ACTIONS À MENER >>
• A. Pour chacune des affirmations suivantes, indiquez par oui ou non si elle concorde avec l'article sur la Peste noire, et citez à l'identique les mots de l'article qui tranchent. (i) Le génome de Yersinia pestis a été décodé en 2001. (ii) Les chercheurs ont reconstruit le génome de la bactérie à partir d'ossements de victimes. (iii) La bactérie a connu des changements génétiques majeurs en six siècles.
• B. Rédigez la suite de l'article sur la Peste noire, à partir de sa dernière phrase.

━━━ PASSAGE DU TEXTE ━━━

PARIS - L'analyse génétique de l'agent de la Peste noire, extrait de restes de cadavres médiévaux d'un cimetière de Londres, montre que ce germe, qui a ravagé l'Europe, est l'ancêtre de toutes les formes actuelles de la maladie, selon une équipe internationale de chercheurs.

Ce travail de reconstruction du génome de la bactérie à partir de dents de victimes de la peste bubonique qui a tué au moins 30 millions d'Européens en à peine cinq ans au 14e siècle (entre 1347 et 1351) est publié, mercredi en ligne, par la revue scientifique britannique Nature.

L'agent de la peste, découvert en 1894 par le Français Alexandre Yersin, est la bactérie Yersinia pestis. Son génome a été décodé en 2001.

La nouvelle étude est, elle, centrée sur l'ancien germe, responsable de la pandémie du Moyen-âge et la comparaison avec ses congénères contemporains.

Les données montrent que cette souche médiévale du bacille est l'ancêtre de toutes les flambées de peste qui sévissent aujourd'hui, selon le professeur Johannes Krause (Université de Tuebingen, Allemagne), un des auteurs.

L'étude montre qu'en six siècles, il n'y a pas eu de changements génétiques majeurs chez cette bactérie.

━━━ LIGNES FOURNIES ━━━

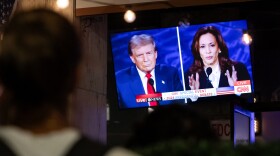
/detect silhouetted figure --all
[0,9,105,156]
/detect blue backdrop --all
[110,20,253,88]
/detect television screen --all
[110,20,253,109]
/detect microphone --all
[206,67,212,78]
[148,78,156,92]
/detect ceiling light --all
[56,0,69,9]
[124,10,136,23]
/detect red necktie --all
[146,72,157,106]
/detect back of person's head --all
[127,104,218,148]
[0,8,82,125]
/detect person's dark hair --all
[127,104,218,148]
[128,34,157,56]
[0,8,82,125]
[190,26,236,74]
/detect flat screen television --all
[110,20,254,109]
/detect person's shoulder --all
[116,66,136,78]
[234,62,246,69]
[66,135,108,156]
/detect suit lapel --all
[155,65,165,92]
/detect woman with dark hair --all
[0,8,106,156]
[185,26,250,90]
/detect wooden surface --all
[16,0,76,21]
[72,15,107,142]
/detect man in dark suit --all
[116,34,183,108]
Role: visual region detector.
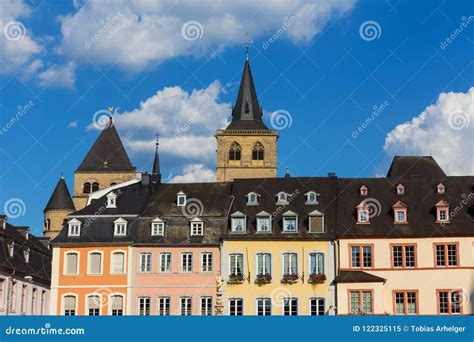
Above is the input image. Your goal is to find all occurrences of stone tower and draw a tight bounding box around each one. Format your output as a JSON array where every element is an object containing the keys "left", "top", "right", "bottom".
[
  {"left": 216, "top": 56, "right": 278, "bottom": 182},
  {"left": 74, "top": 118, "right": 135, "bottom": 210},
  {"left": 43, "top": 176, "right": 75, "bottom": 239}
]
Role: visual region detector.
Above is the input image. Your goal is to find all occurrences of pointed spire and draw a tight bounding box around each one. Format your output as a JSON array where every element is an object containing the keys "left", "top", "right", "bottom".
[
  {"left": 152, "top": 134, "right": 161, "bottom": 175},
  {"left": 44, "top": 173, "right": 76, "bottom": 211},
  {"left": 227, "top": 46, "right": 268, "bottom": 130},
  {"left": 76, "top": 118, "right": 135, "bottom": 172}
]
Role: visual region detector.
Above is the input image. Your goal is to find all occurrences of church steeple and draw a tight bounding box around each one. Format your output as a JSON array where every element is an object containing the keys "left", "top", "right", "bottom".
[{"left": 226, "top": 54, "right": 268, "bottom": 130}]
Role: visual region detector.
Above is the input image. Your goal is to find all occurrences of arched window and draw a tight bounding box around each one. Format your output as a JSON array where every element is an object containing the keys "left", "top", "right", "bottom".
[
  {"left": 229, "top": 141, "right": 242, "bottom": 160},
  {"left": 82, "top": 182, "right": 91, "bottom": 194},
  {"left": 252, "top": 141, "right": 265, "bottom": 160}
]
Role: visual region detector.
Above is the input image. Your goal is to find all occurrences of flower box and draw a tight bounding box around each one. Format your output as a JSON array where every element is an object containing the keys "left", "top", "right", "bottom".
[
  {"left": 308, "top": 274, "right": 327, "bottom": 284},
  {"left": 255, "top": 274, "right": 272, "bottom": 284}
]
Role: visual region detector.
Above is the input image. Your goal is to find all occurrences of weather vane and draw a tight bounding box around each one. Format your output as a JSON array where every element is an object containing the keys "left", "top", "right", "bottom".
[{"left": 244, "top": 32, "right": 253, "bottom": 61}]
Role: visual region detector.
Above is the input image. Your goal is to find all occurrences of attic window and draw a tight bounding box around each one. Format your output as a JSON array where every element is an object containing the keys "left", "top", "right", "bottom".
[
  {"left": 247, "top": 192, "right": 260, "bottom": 205},
  {"left": 435, "top": 200, "right": 450, "bottom": 223},
  {"left": 397, "top": 184, "right": 405, "bottom": 195},
  {"left": 191, "top": 218, "right": 204, "bottom": 236},
  {"left": 176, "top": 191, "right": 186, "bottom": 207},
  {"left": 392, "top": 201, "right": 408, "bottom": 223},
  {"left": 107, "top": 192, "right": 117, "bottom": 208},
  {"left": 436, "top": 183, "right": 446, "bottom": 194},
  {"left": 276, "top": 191, "right": 288, "bottom": 205},
  {"left": 23, "top": 248, "right": 30, "bottom": 263},
  {"left": 305, "top": 191, "right": 319, "bottom": 204},
  {"left": 151, "top": 217, "right": 165, "bottom": 236},
  {"left": 8, "top": 241, "right": 15, "bottom": 258},
  {"left": 67, "top": 219, "right": 81, "bottom": 236},
  {"left": 114, "top": 217, "right": 128, "bottom": 236}
]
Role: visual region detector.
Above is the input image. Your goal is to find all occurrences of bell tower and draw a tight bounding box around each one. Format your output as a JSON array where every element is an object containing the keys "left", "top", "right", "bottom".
[{"left": 216, "top": 48, "right": 278, "bottom": 182}]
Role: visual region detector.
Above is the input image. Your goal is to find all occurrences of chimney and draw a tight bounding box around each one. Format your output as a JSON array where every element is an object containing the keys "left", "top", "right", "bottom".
[{"left": 0, "top": 215, "right": 8, "bottom": 229}]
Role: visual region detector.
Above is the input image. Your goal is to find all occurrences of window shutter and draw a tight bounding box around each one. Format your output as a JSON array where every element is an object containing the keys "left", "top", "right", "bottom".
[
  {"left": 64, "top": 296, "right": 76, "bottom": 310},
  {"left": 66, "top": 253, "right": 77, "bottom": 274},
  {"left": 309, "top": 216, "right": 324, "bottom": 233}
]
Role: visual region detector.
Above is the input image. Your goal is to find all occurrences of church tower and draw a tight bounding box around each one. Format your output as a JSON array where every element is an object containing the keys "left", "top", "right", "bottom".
[
  {"left": 216, "top": 53, "right": 278, "bottom": 182},
  {"left": 43, "top": 175, "right": 75, "bottom": 239},
  {"left": 74, "top": 118, "right": 136, "bottom": 210}
]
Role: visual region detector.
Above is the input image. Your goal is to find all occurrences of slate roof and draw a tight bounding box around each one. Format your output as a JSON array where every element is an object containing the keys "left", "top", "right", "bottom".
[
  {"left": 334, "top": 271, "right": 385, "bottom": 284},
  {"left": 76, "top": 119, "right": 135, "bottom": 172},
  {"left": 226, "top": 60, "right": 268, "bottom": 130},
  {"left": 0, "top": 223, "right": 51, "bottom": 285},
  {"left": 44, "top": 176, "right": 76, "bottom": 211},
  {"left": 387, "top": 156, "right": 446, "bottom": 179}
]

━━━

LISTE DES RÉPONSES >>
• A.
(i) Oui : « Son génome a été décodé en 2001. »
(ii) Non : « à partir de dents de victimes de la peste bubonique »
(iii) Non : « il n'y a pas eu de changements génétiques majeurs chez cette bactérie »

• B.
La similitude entre l'ancien germe et ses formes modernes rend peu vraisemblable l'idée que la virulence particulière de la Peste noire soit liée à la bactérie elle-même. D'autres facteurs doivent d'abord être considérés dans les discussions sur la susceptibilité des populations, comme l'environnement (climat...), les conditions sociales (misère, malnutrition, absence d'hygiène...), la dynamique des vecteurs (rats/puces), la présence d'autres maladies concurrentes ou encore la vulnérabilité des hôtes.

Comme la variole qui a fait des ravages parmi les Indiens d'Amérique totalement dépourvus d'immunité contre la maladie, la Peste noire aurait ainsi frappé les populations d'Europe occidentale qui n'avaient jamais été auparavant exposées à ce bacille émergent.

Reste à expliquer la pandémie de la peste de Justinien qui a sévi au 6e siècle dans l'Empire romain et dont on estime qu'elle a fait cent millions de morts dans le monde. Pour les auteurs, il s'agirait d'une variété différente de la bactérie actuelle voire d'une autre maladie.